[MATERIAL FOR THIS TASK Boundary: Start]

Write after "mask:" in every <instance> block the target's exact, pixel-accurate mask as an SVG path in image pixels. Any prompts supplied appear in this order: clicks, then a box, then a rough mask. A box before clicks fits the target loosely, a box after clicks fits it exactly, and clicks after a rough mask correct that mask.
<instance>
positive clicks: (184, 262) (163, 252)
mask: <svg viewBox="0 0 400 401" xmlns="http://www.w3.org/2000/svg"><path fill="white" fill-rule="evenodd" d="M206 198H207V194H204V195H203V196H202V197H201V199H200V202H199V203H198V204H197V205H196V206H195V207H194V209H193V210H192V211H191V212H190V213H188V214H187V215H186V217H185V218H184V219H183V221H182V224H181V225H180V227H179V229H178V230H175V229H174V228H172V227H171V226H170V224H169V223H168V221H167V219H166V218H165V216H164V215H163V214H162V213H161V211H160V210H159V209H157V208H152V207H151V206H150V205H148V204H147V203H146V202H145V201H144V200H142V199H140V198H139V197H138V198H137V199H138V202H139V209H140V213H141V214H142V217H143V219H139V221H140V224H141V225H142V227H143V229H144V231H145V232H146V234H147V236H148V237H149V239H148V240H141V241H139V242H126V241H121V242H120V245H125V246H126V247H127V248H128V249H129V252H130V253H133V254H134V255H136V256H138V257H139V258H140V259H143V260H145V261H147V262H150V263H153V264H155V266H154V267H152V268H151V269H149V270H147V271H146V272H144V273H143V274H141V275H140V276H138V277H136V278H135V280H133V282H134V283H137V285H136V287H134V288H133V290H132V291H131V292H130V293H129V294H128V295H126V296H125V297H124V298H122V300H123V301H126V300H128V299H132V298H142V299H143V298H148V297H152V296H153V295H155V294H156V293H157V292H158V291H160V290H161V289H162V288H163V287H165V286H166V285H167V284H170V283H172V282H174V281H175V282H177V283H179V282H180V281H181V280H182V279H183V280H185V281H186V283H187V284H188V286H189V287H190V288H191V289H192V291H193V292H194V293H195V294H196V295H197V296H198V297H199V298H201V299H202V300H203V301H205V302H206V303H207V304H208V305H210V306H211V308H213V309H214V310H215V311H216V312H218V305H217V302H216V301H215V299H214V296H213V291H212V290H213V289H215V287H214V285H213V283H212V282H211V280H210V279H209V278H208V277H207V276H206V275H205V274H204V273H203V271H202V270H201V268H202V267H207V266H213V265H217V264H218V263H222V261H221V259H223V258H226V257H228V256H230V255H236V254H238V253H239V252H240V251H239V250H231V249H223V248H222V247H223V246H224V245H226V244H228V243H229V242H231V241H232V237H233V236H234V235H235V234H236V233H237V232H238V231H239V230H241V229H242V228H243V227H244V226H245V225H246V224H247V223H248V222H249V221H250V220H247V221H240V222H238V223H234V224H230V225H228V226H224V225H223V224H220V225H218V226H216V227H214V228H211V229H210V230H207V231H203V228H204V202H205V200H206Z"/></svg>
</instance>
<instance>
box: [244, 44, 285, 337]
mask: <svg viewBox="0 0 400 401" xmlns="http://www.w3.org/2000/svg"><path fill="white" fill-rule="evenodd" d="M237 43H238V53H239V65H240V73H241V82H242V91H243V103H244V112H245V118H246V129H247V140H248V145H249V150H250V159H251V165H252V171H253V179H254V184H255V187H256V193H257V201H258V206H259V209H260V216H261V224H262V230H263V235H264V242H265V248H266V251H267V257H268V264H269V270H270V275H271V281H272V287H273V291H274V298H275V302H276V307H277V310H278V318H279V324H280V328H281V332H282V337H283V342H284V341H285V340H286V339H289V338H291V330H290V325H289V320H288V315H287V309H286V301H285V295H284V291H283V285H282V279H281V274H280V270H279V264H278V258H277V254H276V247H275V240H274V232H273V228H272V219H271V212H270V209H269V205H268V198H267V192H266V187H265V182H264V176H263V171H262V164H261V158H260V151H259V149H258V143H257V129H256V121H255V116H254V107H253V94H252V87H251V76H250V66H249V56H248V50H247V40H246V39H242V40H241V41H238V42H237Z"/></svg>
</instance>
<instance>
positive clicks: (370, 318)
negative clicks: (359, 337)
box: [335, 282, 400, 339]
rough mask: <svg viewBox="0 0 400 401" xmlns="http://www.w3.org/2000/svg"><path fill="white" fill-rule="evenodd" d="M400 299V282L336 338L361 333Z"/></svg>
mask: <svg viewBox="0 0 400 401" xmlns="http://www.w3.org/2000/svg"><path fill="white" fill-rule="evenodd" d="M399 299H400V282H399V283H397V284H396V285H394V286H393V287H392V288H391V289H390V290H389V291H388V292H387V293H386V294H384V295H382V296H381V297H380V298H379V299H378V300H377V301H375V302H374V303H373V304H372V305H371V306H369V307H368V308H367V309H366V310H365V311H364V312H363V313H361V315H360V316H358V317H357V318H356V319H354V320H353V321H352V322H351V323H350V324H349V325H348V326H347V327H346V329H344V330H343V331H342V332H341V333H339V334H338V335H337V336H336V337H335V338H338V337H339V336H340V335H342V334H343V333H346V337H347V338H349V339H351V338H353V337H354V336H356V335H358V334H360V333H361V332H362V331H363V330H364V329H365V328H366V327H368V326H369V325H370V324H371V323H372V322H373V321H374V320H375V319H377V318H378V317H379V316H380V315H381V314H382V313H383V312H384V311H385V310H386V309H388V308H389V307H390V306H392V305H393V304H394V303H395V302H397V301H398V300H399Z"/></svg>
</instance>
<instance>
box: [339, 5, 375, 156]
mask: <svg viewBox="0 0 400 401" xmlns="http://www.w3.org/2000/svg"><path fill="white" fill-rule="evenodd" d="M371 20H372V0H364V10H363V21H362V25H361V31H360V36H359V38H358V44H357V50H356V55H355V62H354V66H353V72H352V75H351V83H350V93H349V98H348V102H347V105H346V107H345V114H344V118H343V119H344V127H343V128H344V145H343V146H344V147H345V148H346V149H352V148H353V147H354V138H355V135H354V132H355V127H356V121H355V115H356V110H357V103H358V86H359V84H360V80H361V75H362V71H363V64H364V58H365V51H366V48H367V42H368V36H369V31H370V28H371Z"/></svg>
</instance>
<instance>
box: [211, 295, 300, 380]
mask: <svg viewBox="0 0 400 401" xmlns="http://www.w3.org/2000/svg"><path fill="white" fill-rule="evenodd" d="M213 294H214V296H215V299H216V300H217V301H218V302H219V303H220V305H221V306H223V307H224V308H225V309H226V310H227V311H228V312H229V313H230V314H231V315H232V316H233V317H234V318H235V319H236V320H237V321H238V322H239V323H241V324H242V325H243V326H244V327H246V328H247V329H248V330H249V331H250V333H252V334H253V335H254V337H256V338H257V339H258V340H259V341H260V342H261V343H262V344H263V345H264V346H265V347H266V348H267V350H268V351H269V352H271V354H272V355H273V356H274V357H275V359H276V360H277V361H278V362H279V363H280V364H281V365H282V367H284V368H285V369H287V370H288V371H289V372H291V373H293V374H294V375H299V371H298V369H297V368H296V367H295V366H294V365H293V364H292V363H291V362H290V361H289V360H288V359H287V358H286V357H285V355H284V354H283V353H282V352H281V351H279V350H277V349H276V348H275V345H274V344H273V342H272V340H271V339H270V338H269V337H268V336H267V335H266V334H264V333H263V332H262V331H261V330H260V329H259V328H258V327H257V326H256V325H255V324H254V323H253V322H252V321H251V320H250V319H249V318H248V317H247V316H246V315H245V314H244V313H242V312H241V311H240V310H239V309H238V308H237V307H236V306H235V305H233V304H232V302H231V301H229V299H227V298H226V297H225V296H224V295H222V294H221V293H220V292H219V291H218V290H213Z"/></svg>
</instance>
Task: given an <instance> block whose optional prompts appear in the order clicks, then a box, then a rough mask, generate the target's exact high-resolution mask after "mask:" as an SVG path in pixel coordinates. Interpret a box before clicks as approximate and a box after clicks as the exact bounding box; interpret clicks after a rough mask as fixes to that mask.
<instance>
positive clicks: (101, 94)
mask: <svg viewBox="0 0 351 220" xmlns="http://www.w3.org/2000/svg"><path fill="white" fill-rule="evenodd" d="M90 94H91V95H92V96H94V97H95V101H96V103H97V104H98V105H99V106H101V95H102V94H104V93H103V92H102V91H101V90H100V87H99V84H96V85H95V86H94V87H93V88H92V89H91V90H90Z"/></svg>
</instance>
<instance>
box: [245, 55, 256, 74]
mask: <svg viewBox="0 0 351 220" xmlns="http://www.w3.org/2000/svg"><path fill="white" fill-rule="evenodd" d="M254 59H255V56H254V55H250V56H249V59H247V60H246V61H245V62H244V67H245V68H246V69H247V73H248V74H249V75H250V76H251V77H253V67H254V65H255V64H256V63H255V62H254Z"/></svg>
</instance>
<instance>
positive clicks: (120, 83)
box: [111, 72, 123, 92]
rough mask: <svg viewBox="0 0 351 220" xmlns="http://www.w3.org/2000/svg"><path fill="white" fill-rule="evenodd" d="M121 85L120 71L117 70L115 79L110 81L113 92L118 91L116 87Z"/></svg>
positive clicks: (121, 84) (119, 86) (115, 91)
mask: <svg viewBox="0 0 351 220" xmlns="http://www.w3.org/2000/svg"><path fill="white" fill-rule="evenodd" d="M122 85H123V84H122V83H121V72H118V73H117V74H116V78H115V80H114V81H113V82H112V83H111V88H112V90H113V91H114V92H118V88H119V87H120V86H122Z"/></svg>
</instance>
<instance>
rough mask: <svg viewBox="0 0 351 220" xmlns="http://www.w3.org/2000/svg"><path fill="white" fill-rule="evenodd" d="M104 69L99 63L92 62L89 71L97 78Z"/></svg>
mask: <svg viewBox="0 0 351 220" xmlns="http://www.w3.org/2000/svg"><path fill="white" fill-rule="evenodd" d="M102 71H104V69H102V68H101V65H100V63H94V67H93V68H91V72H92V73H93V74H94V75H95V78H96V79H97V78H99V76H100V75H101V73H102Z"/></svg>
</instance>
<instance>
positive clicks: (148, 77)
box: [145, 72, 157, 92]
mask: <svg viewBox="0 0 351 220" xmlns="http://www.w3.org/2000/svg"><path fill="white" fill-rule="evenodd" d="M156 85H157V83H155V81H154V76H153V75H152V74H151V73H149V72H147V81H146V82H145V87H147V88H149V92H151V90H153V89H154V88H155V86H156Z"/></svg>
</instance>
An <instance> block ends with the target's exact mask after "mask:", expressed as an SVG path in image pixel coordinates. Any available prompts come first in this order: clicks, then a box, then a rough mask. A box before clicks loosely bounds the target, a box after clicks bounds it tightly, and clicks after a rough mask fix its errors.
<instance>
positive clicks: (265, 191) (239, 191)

[MATERIAL FOR THIS TASK Boundary: End]

TASK TO COMPLETE: In the entries, the line containing "69L99 63L92 62L89" and every line after it through the last are to be duplicated exactly, and no other line is to be included.

RESULT OF THIS EXERCISE:
rough mask: <svg viewBox="0 0 351 220" xmlns="http://www.w3.org/2000/svg"><path fill="white" fill-rule="evenodd" d="M104 69L99 63L92 62L89 71L97 78Z"/></svg>
mask: <svg viewBox="0 0 351 220" xmlns="http://www.w3.org/2000/svg"><path fill="white" fill-rule="evenodd" d="M102 71H104V69H102V68H101V65H100V63H94V67H93V68H91V72H92V73H93V74H94V75H95V78H96V79H97V78H99V76H100V75H101V73H102Z"/></svg>
</instance>
<instance>
positive clicks: (148, 77)
box: [145, 72, 157, 92]
mask: <svg viewBox="0 0 351 220" xmlns="http://www.w3.org/2000/svg"><path fill="white" fill-rule="evenodd" d="M156 85H157V83H155V81H154V76H153V75H152V74H151V73H149V72H147V81H146V82H145V87H147V88H149V92H151V90H153V89H154V88H155V86H156Z"/></svg>
</instance>
An <instance> block ends with the target's exact mask after "mask:", expressed as an SVG path in image pixel coordinates. Any available prompts come first in this order: clicks, then a box, then a rough mask. A box before clicks loosely bounds the target, a box after clicks bounds it tightly, and clicks after a rough mask fix its errors.
<instance>
positive clicks: (265, 191) (239, 191)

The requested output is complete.